## Begin

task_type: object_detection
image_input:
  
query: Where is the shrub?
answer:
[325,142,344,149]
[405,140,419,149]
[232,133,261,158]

## End

◆ Instructions for the task ◆
Rewrite the material above, replacing "shrub" with "bush" and leaving everything else unchanged.

◆ Exercise output ◆
task_type: object_detection
image_input:
  
query: Where is the bush?
answer:
[325,142,344,149]
[405,140,419,149]
[232,133,261,158]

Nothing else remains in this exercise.